> **TASK TO CARRY OUT**:
Transcribe each of the following lines exactly, with nothing changed.

[Entries from a collection]
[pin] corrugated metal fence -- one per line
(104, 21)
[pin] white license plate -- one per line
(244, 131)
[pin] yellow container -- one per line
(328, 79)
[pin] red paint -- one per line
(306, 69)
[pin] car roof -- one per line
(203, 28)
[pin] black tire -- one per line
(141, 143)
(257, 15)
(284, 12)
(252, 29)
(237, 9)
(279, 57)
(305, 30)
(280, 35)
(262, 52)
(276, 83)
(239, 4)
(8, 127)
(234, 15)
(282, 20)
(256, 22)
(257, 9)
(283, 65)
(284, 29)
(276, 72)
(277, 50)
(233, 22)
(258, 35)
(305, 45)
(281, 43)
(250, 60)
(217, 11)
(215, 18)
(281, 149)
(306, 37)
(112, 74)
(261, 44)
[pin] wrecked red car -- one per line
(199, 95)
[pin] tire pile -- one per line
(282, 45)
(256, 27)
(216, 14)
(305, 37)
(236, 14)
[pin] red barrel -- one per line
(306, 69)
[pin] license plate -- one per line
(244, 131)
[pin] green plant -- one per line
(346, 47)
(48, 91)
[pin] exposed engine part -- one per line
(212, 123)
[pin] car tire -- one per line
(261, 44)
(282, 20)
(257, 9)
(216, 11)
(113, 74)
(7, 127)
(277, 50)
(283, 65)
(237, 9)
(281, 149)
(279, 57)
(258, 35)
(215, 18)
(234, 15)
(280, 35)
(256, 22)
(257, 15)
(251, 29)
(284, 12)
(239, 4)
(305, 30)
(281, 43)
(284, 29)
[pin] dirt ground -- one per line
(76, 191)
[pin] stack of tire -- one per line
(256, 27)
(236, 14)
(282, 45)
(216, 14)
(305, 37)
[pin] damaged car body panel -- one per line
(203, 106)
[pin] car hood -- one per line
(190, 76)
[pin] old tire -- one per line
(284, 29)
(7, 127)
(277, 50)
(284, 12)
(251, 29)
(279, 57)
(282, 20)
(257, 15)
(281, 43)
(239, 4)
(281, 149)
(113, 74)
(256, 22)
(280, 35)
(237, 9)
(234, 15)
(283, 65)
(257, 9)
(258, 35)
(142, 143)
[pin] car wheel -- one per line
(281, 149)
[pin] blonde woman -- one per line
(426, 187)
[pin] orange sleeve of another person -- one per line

> **WORKED SOLUTION**:
[pin] corrugated metal fence -- one per line
(104, 21)
[pin] white license plate -- one per line
(244, 131)
[pin] yellow container -- one per line
(328, 79)
[pin] red paint -- one per line
(306, 69)
[pin] car roof -- one per line
(203, 28)
[pin] black tire -- one per line
(141, 143)
(257, 15)
(284, 12)
(252, 29)
(237, 9)
(279, 57)
(305, 30)
(280, 35)
(262, 52)
(276, 83)
(239, 4)
(8, 127)
(234, 15)
(282, 20)
(256, 22)
(257, 9)
(283, 65)
(284, 29)
(276, 72)
(277, 50)
(233, 22)
(258, 35)
(305, 45)
(281, 43)
(250, 60)
(217, 11)
(215, 18)
(281, 149)
(306, 37)
(112, 74)
(261, 44)
[pin] wrecked red car -- one per line
(199, 95)
[pin] tire pile -- one per line
(282, 45)
(256, 27)
(216, 14)
(305, 37)
(236, 14)
[pin] red barrel -- one per line
(306, 69)
[pin] license plate -- one per line
(244, 131)
[pin] green plant -- one per line
(346, 47)
(48, 91)
[pin] exposed engine part -- one per line
(212, 123)
[pin] car tire -- one per line
(261, 44)
(282, 20)
(257, 9)
(216, 11)
(113, 74)
(7, 127)
(277, 50)
(283, 65)
(237, 9)
(281, 149)
(279, 57)
(258, 35)
(215, 18)
(234, 15)
(280, 35)
(256, 22)
(257, 15)
(251, 29)
(284, 12)
(239, 4)
(305, 30)
(281, 43)
(284, 29)
[pin] dirt ground -- one per line
(76, 191)
[pin] stack of tire -- one per line
(256, 27)
(236, 14)
(282, 45)
(216, 14)
(305, 37)
[pin] damaged car body panel -- one per line
(203, 106)
[pin] car hood -- one per line
(190, 76)
[pin] old tire -- one per line
(284, 29)
(7, 127)
(277, 50)
(284, 12)
(251, 29)
(279, 57)
(282, 20)
(257, 15)
(281, 43)
(239, 4)
(281, 149)
(113, 74)
(256, 22)
(280, 35)
(237, 9)
(234, 15)
(283, 65)
(257, 9)
(258, 35)
(142, 143)
[pin] car wheel -- one per line
(281, 149)
[pin] blonde woman -- one per line
(426, 187)
[pin] orange sleeve of another person -- one per line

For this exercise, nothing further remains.